● **AIM OF THE EXERCISE**
Transcribe each line below word for word.

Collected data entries
#####
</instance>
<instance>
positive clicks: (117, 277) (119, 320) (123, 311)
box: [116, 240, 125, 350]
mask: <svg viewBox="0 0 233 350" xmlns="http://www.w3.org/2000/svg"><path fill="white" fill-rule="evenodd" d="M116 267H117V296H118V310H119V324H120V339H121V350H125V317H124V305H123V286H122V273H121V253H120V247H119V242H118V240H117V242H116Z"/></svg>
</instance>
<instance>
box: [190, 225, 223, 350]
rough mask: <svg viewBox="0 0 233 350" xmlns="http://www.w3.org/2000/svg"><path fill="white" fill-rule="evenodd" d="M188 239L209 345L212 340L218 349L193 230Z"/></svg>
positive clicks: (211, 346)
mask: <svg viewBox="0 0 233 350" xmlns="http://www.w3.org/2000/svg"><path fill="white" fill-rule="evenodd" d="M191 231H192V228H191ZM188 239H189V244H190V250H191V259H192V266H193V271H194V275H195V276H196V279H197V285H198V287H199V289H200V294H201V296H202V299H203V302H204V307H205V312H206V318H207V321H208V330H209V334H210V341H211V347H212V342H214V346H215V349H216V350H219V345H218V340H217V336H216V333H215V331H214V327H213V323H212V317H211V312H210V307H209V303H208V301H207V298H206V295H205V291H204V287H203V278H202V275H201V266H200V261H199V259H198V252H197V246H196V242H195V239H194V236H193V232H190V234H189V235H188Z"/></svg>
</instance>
#####
● **RESULT**
</instance>
<instance>
positive clicks: (117, 277) (119, 320) (123, 311)
box: [116, 240, 125, 350]
mask: <svg viewBox="0 0 233 350" xmlns="http://www.w3.org/2000/svg"><path fill="white" fill-rule="evenodd" d="M116 267H117V296H118V310H119V324H120V339H121V350H125V317H124V305H123V286H122V273H121V253H120V247H119V242H118V240H117V242H116Z"/></svg>
</instance>
<instance>
box: [190, 225, 223, 350]
rough mask: <svg viewBox="0 0 233 350" xmlns="http://www.w3.org/2000/svg"><path fill="white" fill-rule="evenodd" d="M188 239L209 345L212 340L218 349L193 230Z"/></svg>
positive clicks: (211, 346)
mask: <svg viewBox="0 0 233 350" xmlns="http://www.w3.org/2000/svg"><path fill="white" fill-rule="evenodd" d="M191 231H192V228H191ZM188 239H189V244H190V250H191V259H192V266H193V271H194V275H195V276H196V279H197V285H198V287H199V289H200V294H201V296H202V299H203V302H204V307H205V312H206V318H207V321H208V330H209V334H210V341H211V347H212V342H214V346H215V349H216V350H219V345H218V340H217V336H216V333H215V331H214V327H213V323H212V317H211V312H210V307H209V303H208V301H207V298H206V295H205V291H204V287H203V278H202V275H201V266H200V261H199V259H198V252H197V246H196V242H195V239H194V236H193V232H190V234H189V235H188Z"/></svg>
</instance>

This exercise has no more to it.